• **EXERCISE**:
Each entry should be repeated exactly. Its pictures should not be.

• **GIVEN DATA**:
◆ ◆ ◆ ◆

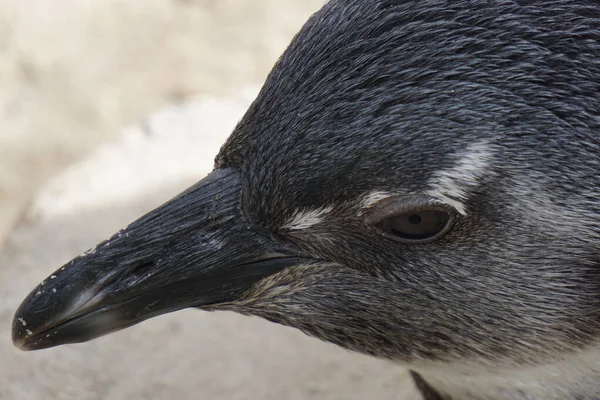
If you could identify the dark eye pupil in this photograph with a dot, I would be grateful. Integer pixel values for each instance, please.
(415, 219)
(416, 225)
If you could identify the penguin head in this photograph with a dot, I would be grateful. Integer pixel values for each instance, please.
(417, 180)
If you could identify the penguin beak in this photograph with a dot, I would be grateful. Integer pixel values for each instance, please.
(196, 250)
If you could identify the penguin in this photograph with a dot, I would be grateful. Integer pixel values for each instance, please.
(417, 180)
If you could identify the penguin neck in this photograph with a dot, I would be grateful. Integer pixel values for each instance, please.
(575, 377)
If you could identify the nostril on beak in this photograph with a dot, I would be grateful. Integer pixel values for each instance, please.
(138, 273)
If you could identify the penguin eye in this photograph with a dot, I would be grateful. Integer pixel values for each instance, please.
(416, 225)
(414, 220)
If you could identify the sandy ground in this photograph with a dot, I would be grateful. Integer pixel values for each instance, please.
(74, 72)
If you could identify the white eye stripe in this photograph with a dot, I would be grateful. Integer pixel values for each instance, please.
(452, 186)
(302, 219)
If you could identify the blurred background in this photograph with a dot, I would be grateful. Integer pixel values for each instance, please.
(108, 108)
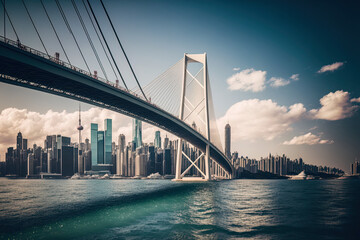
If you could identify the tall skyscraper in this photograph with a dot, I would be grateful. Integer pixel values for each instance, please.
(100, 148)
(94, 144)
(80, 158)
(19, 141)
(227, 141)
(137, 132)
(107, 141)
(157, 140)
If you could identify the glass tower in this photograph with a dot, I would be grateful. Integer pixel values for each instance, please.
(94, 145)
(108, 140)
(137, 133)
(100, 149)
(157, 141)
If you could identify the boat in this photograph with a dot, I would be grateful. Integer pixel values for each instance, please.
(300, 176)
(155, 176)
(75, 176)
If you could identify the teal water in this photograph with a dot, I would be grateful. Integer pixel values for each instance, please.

◆ ◆ ◆ ◆

• **WRITTEN RESPONSE**:
If you could identify the dark eye pupil in this photograph with a dot, I would be grateful. Integer pixel values for each instance, please.
(415, 219)
(416, 225)
If you could identify the penguin head in this photograph with a dot, I would be grateful. Integer pixel values for each instance, please.
(417, 180)
If you could identify the penguin beak in this photograph with a dot, I would be grateful. Integer pixel values for each instance, please.
(196, 250)
If you could identify the penguin in this photograph with a dot, I would be grateful. Integer pixel values for each instance, please.
(417, 180)
If you could identify the penguin neck in this photograph with a dot, I would be grateful. Integer pixel values for each instance, please.
(575, 377)
If you could identify the nostril on beak in this photograph with a dot, I would be grateful. Integer pixel values for each instance, please.
(138, 273)
If you could identify the penguin eye in this photograph with a dot, I would be grateful. Integer pixel values for each instance, please.
(416, 225)
(414, 220)
If you could identify the sandy ground in this photograph with a dot, I would be grateful. Integer pixel values for each instance, please.
(74, 72)
If you could identify the white eye stripe in this photograph with a dot, I would be grateful. Integer pixel values for each instance, please.
(452, 186)
(302, 219)
If you could identify the blurred background in this photograph with a dot, I would be grateful. Integer pixel values for each instance, please.
(108, 108)
If you could identify the tall skyscraper in this photograph with a dot, I would be grateful. Integer pixel values for each instance, please.
(100, 148)
(94, 144)
(80, 158)
(19, 141)
(227, 141)
(137, 132)
(107, 141)
(157, 140)
If you could identify the glass tower in this photograph with a dot, I would be grateful. Integer pixel values for each instance, please.
(94, 145)
(108, 140)
(137, 133)
(100, 149)
(157, 141)
If you could identify the boat in this photograph with a dot, I would be grateful. Integer pixel values for each instance, please.
(300, 176)
(155, 176)
(75, 176)
If you could identify the teal water in this photograph with a dot, I would be grateful. Integer pixel values for each instance, please.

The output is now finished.